**Alıştırma görevi:**
Aşağıdaki malzemede "Target: clouded sky" geçen satırdan başlayın ve "column 14, row 87" geçen satırdan sonra durun. Bu iki satır dahil aradaki bütün satırları hiç değiştirmeden yeniden yazın.

**Alıştırma malzemesi:**

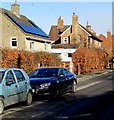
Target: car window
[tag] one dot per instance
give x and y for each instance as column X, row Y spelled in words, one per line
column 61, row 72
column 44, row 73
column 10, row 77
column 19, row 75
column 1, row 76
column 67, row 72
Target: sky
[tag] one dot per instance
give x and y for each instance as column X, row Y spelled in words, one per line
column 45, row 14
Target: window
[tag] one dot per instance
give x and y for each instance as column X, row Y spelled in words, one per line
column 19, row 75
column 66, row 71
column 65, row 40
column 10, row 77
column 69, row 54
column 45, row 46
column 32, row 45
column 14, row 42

==

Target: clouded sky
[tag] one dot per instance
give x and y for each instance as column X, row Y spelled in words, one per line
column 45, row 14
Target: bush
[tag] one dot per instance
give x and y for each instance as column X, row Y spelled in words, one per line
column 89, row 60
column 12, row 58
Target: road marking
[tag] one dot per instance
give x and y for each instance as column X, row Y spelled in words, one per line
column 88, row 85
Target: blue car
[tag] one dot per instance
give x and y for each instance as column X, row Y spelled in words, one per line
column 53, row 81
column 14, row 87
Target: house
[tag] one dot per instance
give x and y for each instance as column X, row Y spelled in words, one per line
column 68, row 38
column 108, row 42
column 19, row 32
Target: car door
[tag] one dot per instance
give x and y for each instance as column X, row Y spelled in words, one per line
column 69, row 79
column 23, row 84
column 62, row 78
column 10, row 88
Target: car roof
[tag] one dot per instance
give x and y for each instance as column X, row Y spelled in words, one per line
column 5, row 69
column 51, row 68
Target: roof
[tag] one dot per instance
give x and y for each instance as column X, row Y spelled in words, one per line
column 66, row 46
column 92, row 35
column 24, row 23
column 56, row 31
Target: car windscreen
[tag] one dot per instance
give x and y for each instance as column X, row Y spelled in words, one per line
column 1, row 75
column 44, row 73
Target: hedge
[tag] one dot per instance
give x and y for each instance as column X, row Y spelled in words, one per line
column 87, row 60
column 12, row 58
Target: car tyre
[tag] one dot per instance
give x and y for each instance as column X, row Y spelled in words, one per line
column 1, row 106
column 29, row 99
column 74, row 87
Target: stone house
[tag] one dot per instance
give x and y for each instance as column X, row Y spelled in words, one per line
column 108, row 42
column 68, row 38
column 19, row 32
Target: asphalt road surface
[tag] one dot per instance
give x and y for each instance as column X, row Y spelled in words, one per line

**Çözüm:**
Target: clouded sky
[tag] one dot per instance
give x and y for each instance as column X, row Y spelled in words, one per line
column 45, row 14
Target: bush
[tag] one dot per instance
give x and y for each instance as column X, row Y spelled in words, one per line
column 89, row 60
column 12, row 58
Target: road marking
[tag] one dot per instance
give x and y for each instance as column X, row Y spelled in words, one per line
column 88, row 85
Target: blue car
[tag] one dot per instance
give x and y for each instance as column X, row Y spelled in words, one per line
column 53, row 81
column 14, row 87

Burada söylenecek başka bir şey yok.